>> START Excerpted data

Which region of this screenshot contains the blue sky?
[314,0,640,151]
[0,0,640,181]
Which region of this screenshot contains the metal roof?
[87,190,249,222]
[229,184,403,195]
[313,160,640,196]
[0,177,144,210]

>> END Excerpted data

Your objective
Please rewrite every line of the material above as a numbered list, omitting any blank lines.

Correct result
1. Which region of this screenshot contains the blue sky?
2. [314,0,640,151]
3. [0,0,640,181]
4. Which region of this screenshot contains the metal roof?
5. [87,190,249,222]
6. [229,184,403,195]
7. [313,160,640,196]
8. [0,177,144,210]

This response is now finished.